**About this exercise**
Return every line of the listing exactly as written.

**Data**
»»
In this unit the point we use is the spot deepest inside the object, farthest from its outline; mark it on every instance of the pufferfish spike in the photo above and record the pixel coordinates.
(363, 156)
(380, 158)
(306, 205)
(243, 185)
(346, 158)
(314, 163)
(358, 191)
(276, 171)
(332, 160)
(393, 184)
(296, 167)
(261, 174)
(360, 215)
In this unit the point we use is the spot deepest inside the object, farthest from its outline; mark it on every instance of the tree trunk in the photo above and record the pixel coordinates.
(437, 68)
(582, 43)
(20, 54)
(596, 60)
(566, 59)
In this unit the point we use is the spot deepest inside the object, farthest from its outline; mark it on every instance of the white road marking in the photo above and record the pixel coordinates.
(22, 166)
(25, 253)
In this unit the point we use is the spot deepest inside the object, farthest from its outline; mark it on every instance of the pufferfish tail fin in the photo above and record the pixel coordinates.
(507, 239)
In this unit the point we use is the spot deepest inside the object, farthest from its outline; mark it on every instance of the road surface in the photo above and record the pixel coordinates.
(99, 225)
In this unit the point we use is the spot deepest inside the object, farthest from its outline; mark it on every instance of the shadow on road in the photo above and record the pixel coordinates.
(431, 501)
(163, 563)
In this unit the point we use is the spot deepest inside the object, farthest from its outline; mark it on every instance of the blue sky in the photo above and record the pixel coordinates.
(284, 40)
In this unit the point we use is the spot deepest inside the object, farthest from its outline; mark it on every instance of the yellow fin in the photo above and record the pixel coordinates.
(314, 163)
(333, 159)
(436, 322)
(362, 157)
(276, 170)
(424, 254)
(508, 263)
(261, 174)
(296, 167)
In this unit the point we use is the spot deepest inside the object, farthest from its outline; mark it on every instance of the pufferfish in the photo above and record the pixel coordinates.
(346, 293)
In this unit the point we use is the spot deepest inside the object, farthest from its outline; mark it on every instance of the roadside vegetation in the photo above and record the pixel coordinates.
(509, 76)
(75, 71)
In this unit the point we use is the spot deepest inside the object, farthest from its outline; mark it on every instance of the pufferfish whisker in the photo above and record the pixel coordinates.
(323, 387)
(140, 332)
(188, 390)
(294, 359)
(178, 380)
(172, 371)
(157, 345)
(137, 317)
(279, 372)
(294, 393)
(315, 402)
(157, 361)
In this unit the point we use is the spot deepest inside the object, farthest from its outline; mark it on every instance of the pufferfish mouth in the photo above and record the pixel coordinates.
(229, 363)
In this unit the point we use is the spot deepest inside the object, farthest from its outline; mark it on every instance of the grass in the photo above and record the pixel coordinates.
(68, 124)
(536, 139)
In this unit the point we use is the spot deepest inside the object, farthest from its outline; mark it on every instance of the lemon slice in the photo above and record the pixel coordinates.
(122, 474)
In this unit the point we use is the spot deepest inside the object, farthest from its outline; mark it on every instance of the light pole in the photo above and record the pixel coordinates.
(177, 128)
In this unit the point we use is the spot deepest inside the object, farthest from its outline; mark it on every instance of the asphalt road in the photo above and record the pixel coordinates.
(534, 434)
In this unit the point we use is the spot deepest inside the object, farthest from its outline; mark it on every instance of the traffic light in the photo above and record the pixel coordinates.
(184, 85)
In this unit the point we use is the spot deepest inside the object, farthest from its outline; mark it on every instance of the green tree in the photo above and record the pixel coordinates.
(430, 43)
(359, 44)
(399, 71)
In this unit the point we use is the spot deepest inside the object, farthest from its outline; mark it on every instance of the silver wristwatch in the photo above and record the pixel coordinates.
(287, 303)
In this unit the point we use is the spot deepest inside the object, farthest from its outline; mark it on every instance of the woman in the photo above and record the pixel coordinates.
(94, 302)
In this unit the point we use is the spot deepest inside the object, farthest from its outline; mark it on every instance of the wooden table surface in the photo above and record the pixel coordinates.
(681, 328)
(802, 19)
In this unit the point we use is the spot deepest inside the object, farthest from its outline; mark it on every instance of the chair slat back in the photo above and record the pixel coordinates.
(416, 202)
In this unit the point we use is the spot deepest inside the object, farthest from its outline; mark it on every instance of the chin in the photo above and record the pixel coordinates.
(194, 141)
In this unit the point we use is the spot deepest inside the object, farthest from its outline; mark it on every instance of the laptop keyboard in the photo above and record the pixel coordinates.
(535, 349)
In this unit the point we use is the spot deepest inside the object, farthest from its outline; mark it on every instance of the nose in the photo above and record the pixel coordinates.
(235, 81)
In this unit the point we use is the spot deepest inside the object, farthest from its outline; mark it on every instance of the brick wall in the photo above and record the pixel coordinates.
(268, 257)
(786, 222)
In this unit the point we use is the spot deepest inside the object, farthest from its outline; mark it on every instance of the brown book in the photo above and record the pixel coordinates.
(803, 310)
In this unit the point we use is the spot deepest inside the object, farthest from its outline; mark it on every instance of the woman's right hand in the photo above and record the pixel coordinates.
««
**Exercise output**
In this unit the point we use is the spot deepest inside the object, farthest from its outline; mark it on every instance of the pufferfish spike in the photo above and record the pixel coordinates.
(363, 156)
(380, 158)
(306, 205)
(243, 185)
(346, 158)
(314, 163)
(358, 191)
(276, 171)
(332, 160)
(393, 184)
(296, 167)
(261, 174)
(360, 215)
In this unit the point we use is the spot deepest inside the object, farthest from its outline; mark it on every instance of the tree trunk in the photo above and record the pixel coordinates.
(437, 68)
(582, 43)
(20, 54)
(596, 60)
(566, 59)
In this unit the point we use is the spot deepest inside the object, farthest from its outline; mark it on every instance of the white road marking in the photo above and record the pixel coordinates.
(22, 166)
(25, 253)
In this unit the point we use is the spot deepest inside the object, farthest from its outline; mark it on every instance of the pufferfish tail fin in the photo above and record the pixel coordinates.
(507, 239)
In this unit the point we use is the spot deepest inside the object, farthest from its outline; mark it on every instance of the road surface in the photo above and record the pixel coordinates.
(99, 225)
In this unit the point we use is the spot deepest inside the object, farthest from its outline; mark it on every instance of the shadow on road in the photo above and record the pixel coordinates.
(431, 501)
(163, 563)
In this unit the point we use is the spot deepest inside the object, farthest from its outline; mark it on every instance of the blue sky in the photo above and record the pixel coordinates.
(284, 40)
In this unit the point we use is the spot deepest inside the object, farthest from its outline; mark it on every instance of the yellow fin in the photo above and record the pixel coordinates.
(314, 163)
(333, 159)
(436, 322)
(362, 157)
(276, 170)
(424, 254)
(508, 263)
(261, 174)
(296, 167)
In this unit the point we use is the spot deepest inside the object, farthest from its outline; mark it on every instance of the pufferfish in the photo above and record the pixel coordinates.
(346, 293)
In this unit the point we use is the spot deepest inside the object, farthest from its outline; mark it on every instance of the roadside vegetation in the photo above and record the pixel coordinates.
(509, 76)
(75, 71)
In this unit the point we use is the spot deepest inside the object, farthest from its outline; mark it on every instance of the pufferfish whisker in the photo above and record the pixel coordinates.
(323, 387)
(140, 332)
(188, 390)
(294, 359)
(178, 380)
(172, 371)
(157, 345)
(137, 317)
(279, 372)
(294, 393)
(315, 402)
(157, 361)
In this unit the point we use is the spot deepest inside the object, farthest from its outline; mark it on every instance of the pufferfish mouth in the photo above and record the pixel coordinates.
(229, 363)
In this unit the point we use is the spot deepest inside the object, farthest from its outline; mark it on every instance of the grass in the photo above and record the pixel coordinates.
(68, 124)
(536, 139)
In this unit the point we use is the spot deepest inside the object, farthest from its outline; mark it on every instance of the lemon slice in the photo above and record the pixel coordinates.
(122, 474)
In this unit the point we use is the spot deepest inside the object, farthest from its outline; mark it on every instance of the light pole in the photo above and record the pixel coordinates.
(177, 128)
In this unit the point we use is the spot deepest inside the object, farthest from its outline; mark it on every instance of the asphalt road in the photo above and record the pixel coordinates.
(534, 434)
In this unit the point we use is the spot deepest inside the object, farthest from its outline; mark it on every instance of the traffic light in the photo above and record the pixel coordinates.
(184, 85)
In this unit the point we use is the spot deepest inside the object, farthest from its outline; mark it on every instance of the green tree in the photo above and record the pixel coordinates.
(430, 43)
(359, 44)
(399, 71)
In this unit the point we use is the spot deepest inside the object, farthest from its outline; mark it on every instance of the silver wristwatch in the photo above and record the pixel coordinates.
(287, 303)
In this unit the point we use is the spot deepest inside the object, farthest from its outline; mark it on every instance of the woman in the photo above and record the pixel coordinates.
(94, 302)
In this unit the point we use is the spot deepest inside the object, farthest from its outline; mark it on every instance of the wooden table surface in the photo above and record the pixel coordinates.
(681, 328)
(802, 19)
In this unit the point we use is the spot deepest inside the object, farthest from its outline; mark it on every instance of the chair slat back in the photo above and record the pixel coordinates.
(416, 202)
In this unit the point we use is the spot deepest inside the object, farthest from its outline; mark it on every instance of the chin in the photo above and record the pixel coordinates.
(194, 141)
In this unit the point we use is the spot deepest inside the object, farthest from its outline; mark it on every instance of the laptop keyboard in the photo above and record the pixel coordinates.
(535, 349)
In this unit the point we use is the spot deepest inside the object, farthest from its outline; mark it on every instance of the nose in the photo above and record the pixel coordinates.
(235, 81)
In this unit the point we use is the spot deepest inside the object, farthest from its outline; mark it on every instance of the brick wall in the photo above and record the pixel coordinates.
(268, 257)
(786, 222)
In this unit the point we use is the spot deepest inside the object, farthest from its outline; mark it on every instance of the brown book in the photo above and record the pixel coordinates.
(803, 310)
In this unit the point we use is the spot deepest inside the object, farthest from its outline; mark it on every instance of the woman's right hand in the photo above and record the pixel coordinates.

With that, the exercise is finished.